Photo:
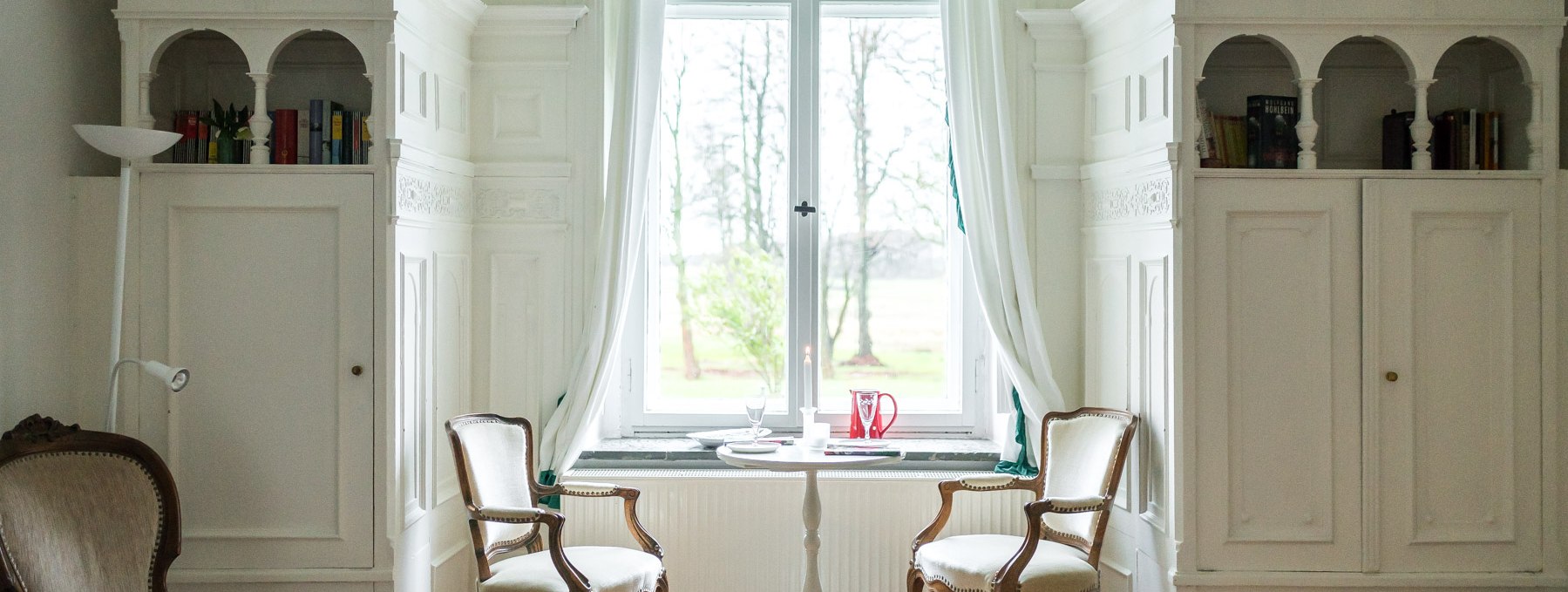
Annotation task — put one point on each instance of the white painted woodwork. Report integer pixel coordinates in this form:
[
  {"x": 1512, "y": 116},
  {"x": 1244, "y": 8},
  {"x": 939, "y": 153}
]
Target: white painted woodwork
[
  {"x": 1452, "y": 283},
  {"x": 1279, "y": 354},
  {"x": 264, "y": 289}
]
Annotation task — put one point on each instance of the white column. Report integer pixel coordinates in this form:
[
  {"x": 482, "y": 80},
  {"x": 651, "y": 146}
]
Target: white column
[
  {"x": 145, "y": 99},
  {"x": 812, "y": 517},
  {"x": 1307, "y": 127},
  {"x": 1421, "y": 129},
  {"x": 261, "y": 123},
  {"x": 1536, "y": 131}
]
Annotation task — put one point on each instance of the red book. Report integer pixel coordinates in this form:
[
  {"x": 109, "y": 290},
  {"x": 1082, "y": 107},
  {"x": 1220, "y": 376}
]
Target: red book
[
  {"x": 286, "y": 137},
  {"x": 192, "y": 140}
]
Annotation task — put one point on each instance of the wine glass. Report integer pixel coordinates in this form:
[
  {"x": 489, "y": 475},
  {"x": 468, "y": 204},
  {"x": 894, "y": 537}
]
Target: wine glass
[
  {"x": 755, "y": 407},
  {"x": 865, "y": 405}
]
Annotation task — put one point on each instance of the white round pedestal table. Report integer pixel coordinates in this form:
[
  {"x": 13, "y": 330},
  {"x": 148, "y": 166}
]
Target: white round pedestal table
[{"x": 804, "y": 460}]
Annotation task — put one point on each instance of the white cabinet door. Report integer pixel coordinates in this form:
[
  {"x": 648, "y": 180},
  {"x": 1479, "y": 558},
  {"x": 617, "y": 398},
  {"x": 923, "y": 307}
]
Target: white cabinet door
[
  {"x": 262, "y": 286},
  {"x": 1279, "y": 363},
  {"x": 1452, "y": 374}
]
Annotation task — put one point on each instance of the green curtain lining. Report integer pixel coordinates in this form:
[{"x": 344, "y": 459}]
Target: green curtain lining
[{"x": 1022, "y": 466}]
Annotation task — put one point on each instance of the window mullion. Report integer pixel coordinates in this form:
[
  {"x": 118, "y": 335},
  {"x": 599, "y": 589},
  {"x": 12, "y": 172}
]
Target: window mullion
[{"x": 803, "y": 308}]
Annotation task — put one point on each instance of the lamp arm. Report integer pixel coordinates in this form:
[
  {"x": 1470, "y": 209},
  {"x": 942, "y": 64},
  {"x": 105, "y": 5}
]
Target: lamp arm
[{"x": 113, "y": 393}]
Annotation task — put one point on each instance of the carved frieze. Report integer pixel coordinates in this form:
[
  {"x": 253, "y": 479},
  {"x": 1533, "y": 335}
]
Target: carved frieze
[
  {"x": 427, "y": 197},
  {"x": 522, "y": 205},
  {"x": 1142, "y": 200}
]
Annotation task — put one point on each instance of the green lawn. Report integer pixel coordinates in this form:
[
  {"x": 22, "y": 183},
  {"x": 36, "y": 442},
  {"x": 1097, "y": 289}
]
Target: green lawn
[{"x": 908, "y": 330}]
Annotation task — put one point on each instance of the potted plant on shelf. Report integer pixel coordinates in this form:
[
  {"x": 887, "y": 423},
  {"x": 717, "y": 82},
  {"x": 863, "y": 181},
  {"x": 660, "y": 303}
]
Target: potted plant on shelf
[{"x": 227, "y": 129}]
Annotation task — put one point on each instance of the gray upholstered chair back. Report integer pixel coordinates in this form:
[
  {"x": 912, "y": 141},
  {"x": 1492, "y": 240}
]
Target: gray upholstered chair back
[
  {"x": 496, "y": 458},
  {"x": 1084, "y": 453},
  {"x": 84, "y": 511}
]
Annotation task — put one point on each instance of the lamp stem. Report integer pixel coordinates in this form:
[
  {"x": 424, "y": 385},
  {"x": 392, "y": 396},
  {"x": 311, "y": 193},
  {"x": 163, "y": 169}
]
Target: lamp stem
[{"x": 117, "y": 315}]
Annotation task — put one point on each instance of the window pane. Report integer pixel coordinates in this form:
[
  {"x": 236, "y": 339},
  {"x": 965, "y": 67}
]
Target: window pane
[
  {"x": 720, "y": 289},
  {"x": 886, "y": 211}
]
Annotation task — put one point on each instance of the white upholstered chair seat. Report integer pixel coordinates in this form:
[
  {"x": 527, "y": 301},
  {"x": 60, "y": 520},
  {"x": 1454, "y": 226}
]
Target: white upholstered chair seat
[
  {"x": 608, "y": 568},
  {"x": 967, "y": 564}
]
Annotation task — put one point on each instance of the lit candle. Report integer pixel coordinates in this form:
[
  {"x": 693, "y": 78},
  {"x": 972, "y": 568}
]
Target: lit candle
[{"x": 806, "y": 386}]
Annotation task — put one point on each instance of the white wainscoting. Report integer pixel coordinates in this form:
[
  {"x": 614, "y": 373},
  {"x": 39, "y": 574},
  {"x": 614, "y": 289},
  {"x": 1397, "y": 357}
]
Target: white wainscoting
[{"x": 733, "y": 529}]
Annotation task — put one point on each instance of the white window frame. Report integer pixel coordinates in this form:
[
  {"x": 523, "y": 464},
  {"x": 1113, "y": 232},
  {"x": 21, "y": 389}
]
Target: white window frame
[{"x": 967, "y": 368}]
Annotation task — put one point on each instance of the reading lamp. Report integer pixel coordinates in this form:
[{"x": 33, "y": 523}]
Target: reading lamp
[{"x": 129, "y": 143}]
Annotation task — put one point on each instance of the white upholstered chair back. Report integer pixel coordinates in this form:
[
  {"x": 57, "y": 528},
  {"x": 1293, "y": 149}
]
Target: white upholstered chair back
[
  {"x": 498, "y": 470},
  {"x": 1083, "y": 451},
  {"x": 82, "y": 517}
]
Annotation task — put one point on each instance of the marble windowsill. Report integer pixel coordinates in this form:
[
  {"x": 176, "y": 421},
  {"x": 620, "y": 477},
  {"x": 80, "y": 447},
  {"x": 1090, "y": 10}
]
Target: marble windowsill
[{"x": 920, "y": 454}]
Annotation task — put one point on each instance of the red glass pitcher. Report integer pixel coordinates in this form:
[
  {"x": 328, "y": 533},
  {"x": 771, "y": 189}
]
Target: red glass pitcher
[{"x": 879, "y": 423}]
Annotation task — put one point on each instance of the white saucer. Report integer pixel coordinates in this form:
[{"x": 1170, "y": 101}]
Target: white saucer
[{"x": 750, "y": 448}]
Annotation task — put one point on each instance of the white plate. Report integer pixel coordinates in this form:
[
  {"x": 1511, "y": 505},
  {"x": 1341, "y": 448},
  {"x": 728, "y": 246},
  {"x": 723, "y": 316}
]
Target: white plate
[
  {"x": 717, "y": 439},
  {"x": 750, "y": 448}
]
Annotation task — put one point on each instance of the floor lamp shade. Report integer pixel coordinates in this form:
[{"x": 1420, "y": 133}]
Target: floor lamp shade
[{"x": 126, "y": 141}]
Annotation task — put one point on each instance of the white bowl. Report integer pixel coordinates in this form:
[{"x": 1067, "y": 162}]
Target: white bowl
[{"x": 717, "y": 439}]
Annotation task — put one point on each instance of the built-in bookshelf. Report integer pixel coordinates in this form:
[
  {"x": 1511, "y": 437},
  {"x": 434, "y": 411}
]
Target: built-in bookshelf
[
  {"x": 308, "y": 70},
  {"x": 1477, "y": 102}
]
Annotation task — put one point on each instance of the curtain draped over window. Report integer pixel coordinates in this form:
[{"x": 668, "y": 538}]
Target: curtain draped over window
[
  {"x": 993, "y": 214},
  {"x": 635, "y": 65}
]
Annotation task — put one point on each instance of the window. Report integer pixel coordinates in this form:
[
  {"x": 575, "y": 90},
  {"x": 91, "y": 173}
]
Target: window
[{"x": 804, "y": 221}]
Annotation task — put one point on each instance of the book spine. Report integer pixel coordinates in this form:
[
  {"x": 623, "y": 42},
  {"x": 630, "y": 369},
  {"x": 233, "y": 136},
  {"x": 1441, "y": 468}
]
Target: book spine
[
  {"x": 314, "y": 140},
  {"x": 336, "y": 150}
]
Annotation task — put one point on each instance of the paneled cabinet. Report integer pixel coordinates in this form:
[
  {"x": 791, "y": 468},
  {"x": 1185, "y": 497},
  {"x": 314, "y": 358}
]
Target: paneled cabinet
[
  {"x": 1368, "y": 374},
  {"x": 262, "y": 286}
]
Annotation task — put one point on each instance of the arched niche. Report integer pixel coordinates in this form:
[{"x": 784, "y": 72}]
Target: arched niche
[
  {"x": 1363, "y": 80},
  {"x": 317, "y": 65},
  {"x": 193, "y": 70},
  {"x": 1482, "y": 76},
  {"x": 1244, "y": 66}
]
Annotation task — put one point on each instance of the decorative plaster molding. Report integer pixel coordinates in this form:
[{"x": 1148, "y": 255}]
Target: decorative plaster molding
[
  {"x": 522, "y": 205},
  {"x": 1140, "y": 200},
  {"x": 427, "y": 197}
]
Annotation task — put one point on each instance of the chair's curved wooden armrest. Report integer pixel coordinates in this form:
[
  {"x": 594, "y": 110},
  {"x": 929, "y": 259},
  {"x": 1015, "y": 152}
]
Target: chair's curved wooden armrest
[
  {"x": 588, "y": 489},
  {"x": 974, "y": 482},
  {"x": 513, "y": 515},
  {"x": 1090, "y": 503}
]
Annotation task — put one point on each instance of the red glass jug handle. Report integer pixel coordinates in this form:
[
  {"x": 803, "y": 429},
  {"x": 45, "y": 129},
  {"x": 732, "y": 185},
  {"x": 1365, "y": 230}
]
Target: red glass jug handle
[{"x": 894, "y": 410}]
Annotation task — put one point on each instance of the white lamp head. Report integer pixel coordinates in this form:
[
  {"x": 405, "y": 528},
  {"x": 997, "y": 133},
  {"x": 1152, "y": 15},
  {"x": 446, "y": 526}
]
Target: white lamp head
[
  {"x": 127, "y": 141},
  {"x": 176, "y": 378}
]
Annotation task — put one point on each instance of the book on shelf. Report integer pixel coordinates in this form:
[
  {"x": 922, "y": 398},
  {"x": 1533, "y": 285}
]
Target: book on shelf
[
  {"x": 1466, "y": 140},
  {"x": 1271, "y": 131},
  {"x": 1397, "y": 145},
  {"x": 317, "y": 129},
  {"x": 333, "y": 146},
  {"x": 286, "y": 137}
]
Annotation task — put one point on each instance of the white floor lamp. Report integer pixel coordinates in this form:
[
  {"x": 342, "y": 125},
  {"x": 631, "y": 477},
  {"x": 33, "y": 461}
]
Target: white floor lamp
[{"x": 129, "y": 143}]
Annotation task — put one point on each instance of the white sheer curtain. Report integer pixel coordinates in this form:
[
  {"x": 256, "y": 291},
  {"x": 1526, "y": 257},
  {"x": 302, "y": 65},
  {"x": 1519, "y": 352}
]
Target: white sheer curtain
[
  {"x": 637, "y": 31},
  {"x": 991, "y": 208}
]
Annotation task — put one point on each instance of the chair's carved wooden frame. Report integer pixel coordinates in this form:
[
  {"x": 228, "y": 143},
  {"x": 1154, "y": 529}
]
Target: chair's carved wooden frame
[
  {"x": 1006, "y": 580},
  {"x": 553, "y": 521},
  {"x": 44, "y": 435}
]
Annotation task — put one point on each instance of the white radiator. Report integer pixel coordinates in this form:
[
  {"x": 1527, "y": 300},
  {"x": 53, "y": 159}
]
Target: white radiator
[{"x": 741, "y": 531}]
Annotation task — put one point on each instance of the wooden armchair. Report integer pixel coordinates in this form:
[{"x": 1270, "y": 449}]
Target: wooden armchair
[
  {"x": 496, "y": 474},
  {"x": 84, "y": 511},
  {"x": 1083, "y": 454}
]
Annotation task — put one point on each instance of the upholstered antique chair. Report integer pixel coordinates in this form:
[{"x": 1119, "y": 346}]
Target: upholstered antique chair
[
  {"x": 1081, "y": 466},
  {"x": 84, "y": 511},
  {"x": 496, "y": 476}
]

#### What to work on
Return the line that contains "the white radiator." and all lines after it, verbatim, and nothing else.

#### Worked solution
Annotation task — put one point on each instance of the white radiator. Report integer pixel coordinates in this form:
[
  {"x": 1527, "y": 300},
  {"x": 53, "y": 159}
]
Target: white radiator
[{"x": 741, "y": 531}]
Annotation task — put one point on each instance of the wooden armchair. Report integer pixel coordinates in this form:
[{"x": 1270, "y": 449}]
Target: wooden armchair
[
  {"x": 496, "y": 474},
  {"x": 84, "y": 511},
  {"x": 1083, "y": 454}
]
Annotation task — put one point on each instance of the upholstered antique chair. Report integer pixel coordinates in this form:
[{"x": 1119, "y": 346}]
Target: upholstered antique chair
[
  {"x": 1081, "y": 466},
  {"x": 84, "y": 511},
  {"x": 496, "y": 476}
]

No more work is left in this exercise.